───── DATASET RECORDS

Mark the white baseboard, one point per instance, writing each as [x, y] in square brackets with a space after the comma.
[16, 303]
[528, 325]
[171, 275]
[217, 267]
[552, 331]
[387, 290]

──────────

=== YOUR OBJECTIVE ===
Output every line of the records above again, with no changes.

=== OUTPUT FOR THIS EXERCISE ===
Mark the white baseboard, one point per instance, writing each as [x, y] in square brackets with a space after the comma.
[16, 303]
[528, 325]
[171, 275]
[217, 267]
[552, 331]
[387, 290]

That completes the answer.